Top of ENTRIES SUPPLIED

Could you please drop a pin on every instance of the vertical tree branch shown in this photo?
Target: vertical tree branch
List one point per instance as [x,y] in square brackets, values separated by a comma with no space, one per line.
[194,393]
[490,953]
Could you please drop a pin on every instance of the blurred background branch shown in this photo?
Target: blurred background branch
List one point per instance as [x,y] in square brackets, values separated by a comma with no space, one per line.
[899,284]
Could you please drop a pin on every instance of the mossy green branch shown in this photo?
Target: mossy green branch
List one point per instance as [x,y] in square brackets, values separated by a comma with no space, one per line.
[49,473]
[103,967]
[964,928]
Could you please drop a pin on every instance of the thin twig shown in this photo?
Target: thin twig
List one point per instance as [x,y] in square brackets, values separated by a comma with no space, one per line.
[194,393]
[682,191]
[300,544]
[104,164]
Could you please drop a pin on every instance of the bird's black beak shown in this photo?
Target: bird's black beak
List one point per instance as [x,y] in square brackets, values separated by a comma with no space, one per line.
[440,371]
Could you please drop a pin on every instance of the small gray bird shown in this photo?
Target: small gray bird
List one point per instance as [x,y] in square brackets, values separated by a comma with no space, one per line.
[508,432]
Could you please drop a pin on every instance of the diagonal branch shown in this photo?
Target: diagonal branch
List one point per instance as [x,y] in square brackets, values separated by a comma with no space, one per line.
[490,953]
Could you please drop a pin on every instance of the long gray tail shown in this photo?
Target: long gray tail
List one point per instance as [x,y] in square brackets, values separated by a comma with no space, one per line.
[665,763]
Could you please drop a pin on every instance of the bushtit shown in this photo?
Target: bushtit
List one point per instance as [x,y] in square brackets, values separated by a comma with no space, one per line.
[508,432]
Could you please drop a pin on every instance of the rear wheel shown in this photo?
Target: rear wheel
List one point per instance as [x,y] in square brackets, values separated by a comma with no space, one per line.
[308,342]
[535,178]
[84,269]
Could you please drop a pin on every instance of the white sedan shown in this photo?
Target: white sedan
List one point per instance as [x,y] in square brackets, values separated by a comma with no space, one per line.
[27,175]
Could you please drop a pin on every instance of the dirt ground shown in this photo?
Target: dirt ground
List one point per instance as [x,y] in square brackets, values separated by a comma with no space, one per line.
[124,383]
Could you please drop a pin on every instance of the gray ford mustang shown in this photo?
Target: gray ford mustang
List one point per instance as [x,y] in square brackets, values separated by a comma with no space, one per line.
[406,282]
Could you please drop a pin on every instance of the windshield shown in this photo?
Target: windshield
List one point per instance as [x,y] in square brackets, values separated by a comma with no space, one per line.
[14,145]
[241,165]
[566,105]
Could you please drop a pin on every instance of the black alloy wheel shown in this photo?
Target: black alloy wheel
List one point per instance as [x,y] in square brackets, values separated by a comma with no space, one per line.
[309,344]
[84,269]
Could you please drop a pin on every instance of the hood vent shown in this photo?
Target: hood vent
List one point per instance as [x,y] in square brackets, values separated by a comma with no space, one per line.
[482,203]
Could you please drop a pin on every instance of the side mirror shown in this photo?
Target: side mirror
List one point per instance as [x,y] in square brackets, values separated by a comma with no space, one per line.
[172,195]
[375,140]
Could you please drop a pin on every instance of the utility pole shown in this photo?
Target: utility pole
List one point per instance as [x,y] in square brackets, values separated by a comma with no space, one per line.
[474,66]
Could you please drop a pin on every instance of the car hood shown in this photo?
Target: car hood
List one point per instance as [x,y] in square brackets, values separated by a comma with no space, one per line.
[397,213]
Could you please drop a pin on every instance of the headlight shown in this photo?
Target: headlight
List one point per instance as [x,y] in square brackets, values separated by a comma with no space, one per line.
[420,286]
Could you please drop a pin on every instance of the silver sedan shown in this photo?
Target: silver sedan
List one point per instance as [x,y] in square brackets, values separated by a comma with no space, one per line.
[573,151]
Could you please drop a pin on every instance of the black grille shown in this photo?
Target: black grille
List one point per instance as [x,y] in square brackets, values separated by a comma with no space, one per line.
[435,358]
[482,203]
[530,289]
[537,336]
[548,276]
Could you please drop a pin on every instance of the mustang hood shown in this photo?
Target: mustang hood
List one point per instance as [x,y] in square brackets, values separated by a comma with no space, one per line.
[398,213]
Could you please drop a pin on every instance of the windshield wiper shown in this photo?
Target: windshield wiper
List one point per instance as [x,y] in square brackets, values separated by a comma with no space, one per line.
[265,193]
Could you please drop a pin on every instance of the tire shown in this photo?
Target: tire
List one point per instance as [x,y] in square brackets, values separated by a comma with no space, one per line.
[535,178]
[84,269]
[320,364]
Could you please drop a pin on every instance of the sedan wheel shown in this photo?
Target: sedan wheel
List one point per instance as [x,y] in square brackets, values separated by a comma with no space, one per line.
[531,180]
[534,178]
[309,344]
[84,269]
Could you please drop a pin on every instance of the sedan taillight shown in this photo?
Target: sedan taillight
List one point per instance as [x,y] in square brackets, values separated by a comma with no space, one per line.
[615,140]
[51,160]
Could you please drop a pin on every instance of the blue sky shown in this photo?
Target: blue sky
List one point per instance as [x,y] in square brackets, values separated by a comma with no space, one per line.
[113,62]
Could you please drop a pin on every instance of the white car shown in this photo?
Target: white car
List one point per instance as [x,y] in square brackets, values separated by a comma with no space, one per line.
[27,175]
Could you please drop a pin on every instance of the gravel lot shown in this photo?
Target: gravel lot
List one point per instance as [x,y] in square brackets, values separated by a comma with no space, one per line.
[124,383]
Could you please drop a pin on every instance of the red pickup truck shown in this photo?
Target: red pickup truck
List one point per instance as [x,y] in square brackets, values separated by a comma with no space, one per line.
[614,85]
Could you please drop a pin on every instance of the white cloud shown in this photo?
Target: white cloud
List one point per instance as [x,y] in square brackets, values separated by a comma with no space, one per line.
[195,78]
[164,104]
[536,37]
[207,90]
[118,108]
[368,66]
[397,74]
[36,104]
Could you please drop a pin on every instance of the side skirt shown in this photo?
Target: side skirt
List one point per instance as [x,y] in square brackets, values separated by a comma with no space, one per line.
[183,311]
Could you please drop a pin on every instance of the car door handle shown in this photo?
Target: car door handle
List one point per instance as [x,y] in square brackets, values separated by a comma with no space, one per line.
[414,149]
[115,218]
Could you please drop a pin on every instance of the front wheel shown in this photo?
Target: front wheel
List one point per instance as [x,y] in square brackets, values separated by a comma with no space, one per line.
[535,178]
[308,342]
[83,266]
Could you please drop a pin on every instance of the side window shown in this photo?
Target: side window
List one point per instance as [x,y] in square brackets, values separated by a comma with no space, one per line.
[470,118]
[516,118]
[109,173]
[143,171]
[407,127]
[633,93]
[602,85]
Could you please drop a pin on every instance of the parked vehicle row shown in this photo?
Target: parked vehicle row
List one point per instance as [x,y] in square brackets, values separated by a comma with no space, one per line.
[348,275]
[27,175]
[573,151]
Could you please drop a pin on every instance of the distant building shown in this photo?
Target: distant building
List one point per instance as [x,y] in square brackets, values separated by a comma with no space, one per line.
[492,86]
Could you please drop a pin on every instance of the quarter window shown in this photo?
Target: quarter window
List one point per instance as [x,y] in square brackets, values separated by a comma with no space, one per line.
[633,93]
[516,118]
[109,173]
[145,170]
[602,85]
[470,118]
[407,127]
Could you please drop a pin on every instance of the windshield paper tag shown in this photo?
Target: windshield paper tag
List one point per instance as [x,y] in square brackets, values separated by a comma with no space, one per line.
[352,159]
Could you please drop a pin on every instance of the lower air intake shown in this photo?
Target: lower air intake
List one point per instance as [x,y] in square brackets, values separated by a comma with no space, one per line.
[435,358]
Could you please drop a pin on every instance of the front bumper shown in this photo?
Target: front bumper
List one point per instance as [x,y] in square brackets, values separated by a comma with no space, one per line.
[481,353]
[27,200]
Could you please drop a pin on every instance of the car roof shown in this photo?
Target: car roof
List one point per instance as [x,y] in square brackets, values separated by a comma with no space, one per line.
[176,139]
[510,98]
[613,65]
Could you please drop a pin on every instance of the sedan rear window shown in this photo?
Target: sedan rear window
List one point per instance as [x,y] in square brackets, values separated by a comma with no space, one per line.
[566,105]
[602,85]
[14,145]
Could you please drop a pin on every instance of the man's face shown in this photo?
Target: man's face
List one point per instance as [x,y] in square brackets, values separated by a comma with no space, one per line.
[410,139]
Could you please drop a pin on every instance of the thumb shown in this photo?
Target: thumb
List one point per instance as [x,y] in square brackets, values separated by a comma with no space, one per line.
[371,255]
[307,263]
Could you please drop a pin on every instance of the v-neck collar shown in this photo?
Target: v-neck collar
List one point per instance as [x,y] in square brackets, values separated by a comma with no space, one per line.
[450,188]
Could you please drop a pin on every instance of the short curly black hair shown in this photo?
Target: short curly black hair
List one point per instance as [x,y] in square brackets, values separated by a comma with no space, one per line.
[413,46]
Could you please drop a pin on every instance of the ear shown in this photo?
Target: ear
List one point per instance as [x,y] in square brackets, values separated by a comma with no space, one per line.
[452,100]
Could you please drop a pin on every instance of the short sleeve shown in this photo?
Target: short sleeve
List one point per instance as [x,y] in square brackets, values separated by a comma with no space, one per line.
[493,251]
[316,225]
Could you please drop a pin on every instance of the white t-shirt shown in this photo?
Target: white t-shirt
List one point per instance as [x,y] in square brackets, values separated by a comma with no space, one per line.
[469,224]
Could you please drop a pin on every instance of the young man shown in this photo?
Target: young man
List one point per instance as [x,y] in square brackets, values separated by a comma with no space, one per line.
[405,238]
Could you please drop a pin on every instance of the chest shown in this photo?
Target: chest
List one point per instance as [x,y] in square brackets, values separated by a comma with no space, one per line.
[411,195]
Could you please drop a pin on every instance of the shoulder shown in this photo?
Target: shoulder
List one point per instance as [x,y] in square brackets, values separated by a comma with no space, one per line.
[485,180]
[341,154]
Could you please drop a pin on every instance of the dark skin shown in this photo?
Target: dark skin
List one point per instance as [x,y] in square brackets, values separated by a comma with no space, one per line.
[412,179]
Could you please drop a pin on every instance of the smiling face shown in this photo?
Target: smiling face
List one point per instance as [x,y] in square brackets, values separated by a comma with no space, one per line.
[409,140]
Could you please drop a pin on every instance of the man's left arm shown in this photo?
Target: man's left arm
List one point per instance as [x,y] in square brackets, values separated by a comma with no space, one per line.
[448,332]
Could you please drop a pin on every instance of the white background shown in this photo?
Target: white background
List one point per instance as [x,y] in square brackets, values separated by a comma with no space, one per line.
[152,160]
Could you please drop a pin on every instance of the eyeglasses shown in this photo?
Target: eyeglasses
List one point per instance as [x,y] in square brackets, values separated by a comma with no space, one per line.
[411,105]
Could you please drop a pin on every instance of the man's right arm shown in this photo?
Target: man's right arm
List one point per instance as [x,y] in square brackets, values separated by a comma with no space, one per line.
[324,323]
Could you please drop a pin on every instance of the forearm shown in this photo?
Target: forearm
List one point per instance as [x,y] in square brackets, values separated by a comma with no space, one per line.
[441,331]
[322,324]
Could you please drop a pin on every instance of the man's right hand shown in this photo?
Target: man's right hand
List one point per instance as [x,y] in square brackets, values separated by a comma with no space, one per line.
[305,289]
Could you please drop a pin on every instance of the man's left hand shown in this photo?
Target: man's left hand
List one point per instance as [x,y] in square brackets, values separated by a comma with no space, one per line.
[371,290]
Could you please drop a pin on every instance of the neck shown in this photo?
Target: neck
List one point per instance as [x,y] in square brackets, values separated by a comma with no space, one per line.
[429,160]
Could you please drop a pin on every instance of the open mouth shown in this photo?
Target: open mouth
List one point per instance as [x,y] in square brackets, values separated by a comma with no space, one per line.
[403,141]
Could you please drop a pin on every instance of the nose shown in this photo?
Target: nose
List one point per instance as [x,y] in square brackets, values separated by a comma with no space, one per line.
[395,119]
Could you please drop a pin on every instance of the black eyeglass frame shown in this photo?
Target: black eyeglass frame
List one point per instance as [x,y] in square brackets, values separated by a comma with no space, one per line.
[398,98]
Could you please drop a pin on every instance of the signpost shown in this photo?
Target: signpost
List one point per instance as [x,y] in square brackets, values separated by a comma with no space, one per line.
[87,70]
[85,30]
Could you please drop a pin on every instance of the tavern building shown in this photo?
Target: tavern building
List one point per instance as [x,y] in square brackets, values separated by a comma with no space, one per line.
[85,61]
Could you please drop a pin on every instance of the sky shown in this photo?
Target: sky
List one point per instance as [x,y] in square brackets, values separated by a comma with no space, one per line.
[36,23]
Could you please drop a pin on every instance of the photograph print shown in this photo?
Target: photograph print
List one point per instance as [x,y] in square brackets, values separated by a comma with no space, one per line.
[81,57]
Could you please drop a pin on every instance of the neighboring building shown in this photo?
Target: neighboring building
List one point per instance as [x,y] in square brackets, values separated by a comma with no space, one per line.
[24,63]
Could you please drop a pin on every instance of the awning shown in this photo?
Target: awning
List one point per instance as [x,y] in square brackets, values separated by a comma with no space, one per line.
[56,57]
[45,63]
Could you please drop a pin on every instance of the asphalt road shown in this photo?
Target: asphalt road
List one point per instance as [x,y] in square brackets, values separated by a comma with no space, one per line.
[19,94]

Bottom of ENTRIES SUPPLIED

(WORK TO BE COMPLETED): For the word "intake", count how many lines of the entries contain it; give the number and nothing more.

(COMPLETED EXERCISE): 2